Your goal
Once the line containing "Practice step: set one point on each instance of the red" is located, give it again exactly, together with each line that follows it to the end of the entries, and add nothing else.

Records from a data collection

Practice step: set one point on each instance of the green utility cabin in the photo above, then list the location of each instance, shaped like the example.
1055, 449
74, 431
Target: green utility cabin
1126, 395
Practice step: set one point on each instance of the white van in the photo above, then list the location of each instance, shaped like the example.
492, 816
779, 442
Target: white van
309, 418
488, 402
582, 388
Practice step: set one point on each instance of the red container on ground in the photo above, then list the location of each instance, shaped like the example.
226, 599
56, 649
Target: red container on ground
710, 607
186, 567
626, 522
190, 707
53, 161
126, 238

Task output
Practice step: set one point on each instance of the red container on ground in the photo above, then list the location of each instance, shaped like the example.
226, 599
56, 649
Target: red container on ground
710, 607
186, 567
626, 522
190, 707
53, 161
126, 238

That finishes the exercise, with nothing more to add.